(Items in a dataset)
(begin)

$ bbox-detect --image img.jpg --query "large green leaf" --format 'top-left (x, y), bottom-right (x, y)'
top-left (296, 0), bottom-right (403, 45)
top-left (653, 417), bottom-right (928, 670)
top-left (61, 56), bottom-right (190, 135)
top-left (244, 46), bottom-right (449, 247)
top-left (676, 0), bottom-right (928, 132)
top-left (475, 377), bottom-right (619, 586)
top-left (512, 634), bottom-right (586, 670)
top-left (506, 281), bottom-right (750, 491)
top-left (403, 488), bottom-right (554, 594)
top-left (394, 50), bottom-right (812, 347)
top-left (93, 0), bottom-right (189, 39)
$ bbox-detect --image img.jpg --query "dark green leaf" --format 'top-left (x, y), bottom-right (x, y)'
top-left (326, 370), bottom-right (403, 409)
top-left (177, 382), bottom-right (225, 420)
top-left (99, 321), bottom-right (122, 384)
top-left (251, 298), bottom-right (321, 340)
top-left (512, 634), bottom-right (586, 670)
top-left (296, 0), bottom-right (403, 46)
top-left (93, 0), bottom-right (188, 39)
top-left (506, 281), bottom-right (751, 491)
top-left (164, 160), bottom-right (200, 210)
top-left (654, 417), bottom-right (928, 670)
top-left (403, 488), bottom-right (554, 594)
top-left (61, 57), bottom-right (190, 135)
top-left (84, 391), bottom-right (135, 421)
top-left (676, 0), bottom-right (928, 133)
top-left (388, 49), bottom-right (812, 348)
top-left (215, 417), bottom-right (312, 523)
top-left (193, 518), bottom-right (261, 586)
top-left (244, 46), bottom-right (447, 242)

(end)

Task prompt
Present every line of the records above as a numbered list, omitting any blank lines.

Final answer
1. $ bbox-detect --image img.jpg --query "large green leaf" --format 'top-left (x, y), bottom-right (x, y)'
2. top-left (296, 0), bottom-right (403, 45)
3. top-left (653, 417), bottom-right (928, 670)
4. top-left (61, 56), bottom-right (190, 135)
5. top-left (244, 46), bottom-right (449, 247)
6. top-left (676, 0), bottom-right (928, 132)
7. top-left (475, 377), bottom-right (619, 586)
8. top-left (512, 634), bottom-right (586, 670)
9. top-left (506, 281), bottom-right (750, 491)
10. top-left (403, 488), bottom-right (554, 594)
11. top-left (394, 50), bottom-right (812, 347)
12. top-left (93, 0), bottom-right (189, 39)
13. $ bbox-detect --image img.jpg --query "dark green leaf" --format 'top-left (x, y), bottom-right (x, y)'
14. top-left (326, 370), bottom-right (403, 409)
15. top-left (177, 382), bottom-right (225, 420)
16. top-left (99, 321), bottom-right (122, 384)
17. top-left (251, 298), bottom-right (321, 340)
18. top-left (512, 634), bottom-right (586, 670)
19. top-left (296, 0), bottom-right (403, 46)
20. top-left (93, 0), bottom-right (188, 39)
21. top-left (506, 281), bottom-right (751, 491)
22. top-left (164, 160), bottom-right (200, 210)
23. top-left (654, 417), bottom-right (928, 670)
24. top-left (403, 488), bottom-right (554, 594)
25. top-left (61, 57), bottom-right (190, 135)
26. top-left (84, 391), bottom-right (135, 421)
27. top-left (676, 0), bottom-right (928, 133)
28. top-left (388, 49), bottom-right (812, 348)
29. top-left (215, 417), bottom-right (312, 523)
30. top-left (193, 518), bottom-right (261, 586)
31. top-left (244, 46), bottom-right (447, 242)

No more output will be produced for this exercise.